= REQUIRED WORK =
Gather every line of the data below that contains the string "number", and copy each such line in full. Treat case as significant.

= SOURCE MATERIAL =
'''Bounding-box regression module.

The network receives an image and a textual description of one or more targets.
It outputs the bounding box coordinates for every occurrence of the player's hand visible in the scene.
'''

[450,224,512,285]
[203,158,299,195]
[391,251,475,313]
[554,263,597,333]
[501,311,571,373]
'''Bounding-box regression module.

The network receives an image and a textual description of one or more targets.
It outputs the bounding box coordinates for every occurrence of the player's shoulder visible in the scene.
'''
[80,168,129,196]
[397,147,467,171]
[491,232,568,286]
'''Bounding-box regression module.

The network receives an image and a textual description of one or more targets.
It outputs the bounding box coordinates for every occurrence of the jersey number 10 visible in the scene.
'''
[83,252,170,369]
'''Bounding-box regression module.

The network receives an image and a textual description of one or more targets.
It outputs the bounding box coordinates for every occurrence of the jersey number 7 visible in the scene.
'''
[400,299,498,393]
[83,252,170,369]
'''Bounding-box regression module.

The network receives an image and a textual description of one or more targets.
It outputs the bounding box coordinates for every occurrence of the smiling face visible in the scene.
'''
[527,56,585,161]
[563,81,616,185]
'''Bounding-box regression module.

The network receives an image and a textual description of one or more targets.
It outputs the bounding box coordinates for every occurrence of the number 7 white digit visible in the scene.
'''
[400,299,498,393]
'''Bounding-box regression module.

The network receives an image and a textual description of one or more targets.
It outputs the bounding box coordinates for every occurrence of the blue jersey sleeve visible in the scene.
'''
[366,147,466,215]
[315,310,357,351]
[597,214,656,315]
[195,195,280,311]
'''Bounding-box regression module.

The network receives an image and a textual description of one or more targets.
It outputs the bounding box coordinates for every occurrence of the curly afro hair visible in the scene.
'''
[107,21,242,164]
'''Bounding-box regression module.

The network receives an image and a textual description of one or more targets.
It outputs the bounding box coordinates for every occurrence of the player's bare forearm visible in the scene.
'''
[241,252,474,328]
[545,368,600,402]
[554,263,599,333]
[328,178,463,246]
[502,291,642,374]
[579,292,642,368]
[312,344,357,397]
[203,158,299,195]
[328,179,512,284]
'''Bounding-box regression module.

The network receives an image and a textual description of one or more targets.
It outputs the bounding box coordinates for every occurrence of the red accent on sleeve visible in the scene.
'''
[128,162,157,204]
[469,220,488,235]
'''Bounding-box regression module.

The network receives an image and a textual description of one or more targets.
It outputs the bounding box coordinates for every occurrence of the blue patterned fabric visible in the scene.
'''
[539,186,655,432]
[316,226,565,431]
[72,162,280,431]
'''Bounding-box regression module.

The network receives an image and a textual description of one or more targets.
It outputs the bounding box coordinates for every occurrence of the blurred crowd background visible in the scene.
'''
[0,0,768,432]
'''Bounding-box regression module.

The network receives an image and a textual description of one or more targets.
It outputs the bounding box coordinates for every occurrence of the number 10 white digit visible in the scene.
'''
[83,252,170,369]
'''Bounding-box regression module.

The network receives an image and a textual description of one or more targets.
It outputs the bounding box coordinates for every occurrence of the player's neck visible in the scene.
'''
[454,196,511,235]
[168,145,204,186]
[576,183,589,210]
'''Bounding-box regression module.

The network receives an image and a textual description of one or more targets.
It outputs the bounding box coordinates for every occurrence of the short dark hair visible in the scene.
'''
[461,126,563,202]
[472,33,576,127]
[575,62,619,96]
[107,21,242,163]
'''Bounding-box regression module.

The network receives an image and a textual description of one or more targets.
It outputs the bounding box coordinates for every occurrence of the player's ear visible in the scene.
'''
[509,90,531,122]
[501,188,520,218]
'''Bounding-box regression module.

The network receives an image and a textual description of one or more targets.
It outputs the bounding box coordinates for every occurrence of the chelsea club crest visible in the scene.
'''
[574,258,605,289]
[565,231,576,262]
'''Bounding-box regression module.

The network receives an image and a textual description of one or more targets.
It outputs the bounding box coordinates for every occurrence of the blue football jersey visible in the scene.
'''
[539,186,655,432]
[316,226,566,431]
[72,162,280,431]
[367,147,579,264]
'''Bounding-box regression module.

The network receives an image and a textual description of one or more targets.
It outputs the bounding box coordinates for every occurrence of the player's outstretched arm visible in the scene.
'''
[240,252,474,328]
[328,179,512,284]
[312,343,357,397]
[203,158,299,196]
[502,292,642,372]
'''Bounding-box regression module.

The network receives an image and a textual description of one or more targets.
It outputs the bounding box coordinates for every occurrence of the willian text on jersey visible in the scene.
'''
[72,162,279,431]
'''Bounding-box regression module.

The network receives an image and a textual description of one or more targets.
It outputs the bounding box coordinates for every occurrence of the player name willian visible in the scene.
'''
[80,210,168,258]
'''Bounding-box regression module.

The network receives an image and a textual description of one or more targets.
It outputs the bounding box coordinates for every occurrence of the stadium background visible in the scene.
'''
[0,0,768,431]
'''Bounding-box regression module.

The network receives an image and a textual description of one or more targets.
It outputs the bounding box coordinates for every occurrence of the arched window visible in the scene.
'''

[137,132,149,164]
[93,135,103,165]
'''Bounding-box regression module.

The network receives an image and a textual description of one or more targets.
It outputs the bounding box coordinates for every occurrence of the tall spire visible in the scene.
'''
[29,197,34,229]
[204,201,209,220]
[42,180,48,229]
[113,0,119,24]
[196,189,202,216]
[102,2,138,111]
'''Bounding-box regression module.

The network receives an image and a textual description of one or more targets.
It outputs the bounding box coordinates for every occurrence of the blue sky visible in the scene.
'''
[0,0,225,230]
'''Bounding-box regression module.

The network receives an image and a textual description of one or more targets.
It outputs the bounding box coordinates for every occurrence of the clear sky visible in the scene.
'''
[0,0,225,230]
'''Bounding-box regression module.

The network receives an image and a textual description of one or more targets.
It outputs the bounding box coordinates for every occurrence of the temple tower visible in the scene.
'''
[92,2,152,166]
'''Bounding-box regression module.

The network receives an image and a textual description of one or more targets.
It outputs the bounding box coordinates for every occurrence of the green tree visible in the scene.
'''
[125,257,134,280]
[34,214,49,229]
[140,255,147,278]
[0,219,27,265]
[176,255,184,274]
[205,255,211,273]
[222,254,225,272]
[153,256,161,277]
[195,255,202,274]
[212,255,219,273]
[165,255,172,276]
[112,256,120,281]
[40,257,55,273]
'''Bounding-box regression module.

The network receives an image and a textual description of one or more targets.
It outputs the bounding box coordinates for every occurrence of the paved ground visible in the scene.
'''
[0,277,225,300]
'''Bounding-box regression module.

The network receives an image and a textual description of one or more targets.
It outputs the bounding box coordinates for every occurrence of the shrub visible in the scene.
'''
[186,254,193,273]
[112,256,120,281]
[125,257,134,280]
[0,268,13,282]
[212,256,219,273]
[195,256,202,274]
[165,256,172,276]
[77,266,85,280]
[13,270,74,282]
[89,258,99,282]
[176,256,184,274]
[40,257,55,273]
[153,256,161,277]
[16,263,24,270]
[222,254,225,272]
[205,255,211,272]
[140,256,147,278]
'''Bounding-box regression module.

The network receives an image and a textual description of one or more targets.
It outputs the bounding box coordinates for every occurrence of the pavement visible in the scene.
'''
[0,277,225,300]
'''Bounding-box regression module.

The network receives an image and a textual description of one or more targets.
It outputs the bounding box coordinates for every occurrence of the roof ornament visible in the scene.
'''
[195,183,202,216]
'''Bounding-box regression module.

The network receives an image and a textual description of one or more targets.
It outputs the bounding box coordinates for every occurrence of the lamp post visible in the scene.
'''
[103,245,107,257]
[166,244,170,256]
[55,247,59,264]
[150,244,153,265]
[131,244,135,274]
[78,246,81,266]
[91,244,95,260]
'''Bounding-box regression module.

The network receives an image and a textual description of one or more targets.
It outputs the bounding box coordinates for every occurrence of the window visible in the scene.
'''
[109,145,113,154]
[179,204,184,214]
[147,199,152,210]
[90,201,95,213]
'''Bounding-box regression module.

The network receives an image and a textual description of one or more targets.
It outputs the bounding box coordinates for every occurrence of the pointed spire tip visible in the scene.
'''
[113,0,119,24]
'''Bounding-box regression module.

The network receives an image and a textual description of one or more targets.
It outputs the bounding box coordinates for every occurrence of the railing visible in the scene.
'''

= EXPECTED OUTPUT =
It outputs the bounding box coordinates for every occurrence of the jersey number 10 visible in the scene.
It outputs the bounding box coordinates for every occurrence of the jersey number 7 visible in the scene.
It outputs the bounding box coordinates for every occurrence of the number 7 white digit visible in the scene.
It outputs the bounding box coordinates for every occurrence of the number 10 white digit visible in the scene.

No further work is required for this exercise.